Show all lines from the data that include the word "patterned".

[Recorded data — start]

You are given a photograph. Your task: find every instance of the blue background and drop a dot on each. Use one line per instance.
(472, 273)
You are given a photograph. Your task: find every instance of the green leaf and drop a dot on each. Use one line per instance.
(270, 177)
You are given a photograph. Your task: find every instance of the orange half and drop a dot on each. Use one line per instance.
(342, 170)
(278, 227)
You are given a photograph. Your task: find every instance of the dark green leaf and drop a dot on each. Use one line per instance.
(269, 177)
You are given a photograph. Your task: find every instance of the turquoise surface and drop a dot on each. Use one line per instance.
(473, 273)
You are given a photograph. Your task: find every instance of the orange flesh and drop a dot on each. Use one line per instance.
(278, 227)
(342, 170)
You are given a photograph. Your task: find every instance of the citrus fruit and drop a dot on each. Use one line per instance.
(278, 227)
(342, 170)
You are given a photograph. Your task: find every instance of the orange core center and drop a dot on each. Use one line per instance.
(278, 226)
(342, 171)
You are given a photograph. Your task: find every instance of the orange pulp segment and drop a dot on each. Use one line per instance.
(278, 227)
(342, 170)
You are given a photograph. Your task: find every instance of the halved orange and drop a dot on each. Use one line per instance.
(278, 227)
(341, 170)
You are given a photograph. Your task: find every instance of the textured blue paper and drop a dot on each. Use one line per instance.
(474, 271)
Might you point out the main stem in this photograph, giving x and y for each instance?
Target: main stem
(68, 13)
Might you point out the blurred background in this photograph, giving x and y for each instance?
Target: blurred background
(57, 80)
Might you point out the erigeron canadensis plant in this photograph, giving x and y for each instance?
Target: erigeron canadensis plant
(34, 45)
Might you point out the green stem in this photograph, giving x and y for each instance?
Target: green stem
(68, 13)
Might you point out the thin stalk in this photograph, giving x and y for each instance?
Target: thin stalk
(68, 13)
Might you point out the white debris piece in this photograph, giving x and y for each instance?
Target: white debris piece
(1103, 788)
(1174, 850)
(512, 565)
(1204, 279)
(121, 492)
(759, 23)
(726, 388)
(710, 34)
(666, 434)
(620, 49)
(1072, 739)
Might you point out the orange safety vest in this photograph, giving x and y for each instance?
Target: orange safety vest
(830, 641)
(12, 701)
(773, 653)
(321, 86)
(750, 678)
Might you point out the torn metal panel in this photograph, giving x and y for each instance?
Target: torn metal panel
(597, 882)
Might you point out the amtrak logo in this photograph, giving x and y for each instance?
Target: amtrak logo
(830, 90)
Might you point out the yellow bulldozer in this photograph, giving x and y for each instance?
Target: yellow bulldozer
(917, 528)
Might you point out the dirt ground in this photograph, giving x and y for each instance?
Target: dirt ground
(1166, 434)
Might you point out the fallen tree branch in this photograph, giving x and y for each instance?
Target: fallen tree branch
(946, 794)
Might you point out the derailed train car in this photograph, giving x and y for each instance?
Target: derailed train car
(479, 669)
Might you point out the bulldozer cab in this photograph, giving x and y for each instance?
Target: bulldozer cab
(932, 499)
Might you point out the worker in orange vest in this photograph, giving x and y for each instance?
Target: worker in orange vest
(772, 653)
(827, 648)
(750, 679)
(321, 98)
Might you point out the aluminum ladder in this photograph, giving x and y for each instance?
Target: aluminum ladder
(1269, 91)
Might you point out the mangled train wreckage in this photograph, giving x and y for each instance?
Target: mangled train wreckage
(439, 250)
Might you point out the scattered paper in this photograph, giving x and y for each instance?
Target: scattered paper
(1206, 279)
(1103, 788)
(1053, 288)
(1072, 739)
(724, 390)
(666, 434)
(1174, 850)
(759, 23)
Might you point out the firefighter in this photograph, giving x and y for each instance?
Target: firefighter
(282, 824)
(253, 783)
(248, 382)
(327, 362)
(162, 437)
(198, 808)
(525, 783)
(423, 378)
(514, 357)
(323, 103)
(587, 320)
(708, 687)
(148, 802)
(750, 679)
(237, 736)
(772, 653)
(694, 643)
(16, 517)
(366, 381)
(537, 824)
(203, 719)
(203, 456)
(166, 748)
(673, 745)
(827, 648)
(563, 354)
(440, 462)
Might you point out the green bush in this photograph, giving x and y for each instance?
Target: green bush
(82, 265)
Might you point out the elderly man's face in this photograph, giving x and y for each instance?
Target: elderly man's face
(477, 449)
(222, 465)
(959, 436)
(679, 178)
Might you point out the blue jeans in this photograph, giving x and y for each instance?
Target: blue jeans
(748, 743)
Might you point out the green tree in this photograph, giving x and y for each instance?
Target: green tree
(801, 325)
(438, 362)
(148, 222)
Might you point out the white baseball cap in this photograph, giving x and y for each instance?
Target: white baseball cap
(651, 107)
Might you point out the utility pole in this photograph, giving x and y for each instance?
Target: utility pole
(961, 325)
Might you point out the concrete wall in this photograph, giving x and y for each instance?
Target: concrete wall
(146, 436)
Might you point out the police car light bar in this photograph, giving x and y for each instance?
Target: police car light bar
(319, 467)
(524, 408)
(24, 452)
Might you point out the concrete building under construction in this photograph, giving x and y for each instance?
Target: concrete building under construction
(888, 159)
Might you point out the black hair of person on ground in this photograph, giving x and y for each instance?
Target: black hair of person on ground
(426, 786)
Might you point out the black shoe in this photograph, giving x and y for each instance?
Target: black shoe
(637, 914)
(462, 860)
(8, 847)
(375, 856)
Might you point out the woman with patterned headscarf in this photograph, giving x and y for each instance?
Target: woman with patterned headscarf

[Recorded data — finish]

» **Finished exercise**
Might you point out the woman with patterned headscarf in this photograph, giving x and y for each instance?
Target: woman with patterned headscarf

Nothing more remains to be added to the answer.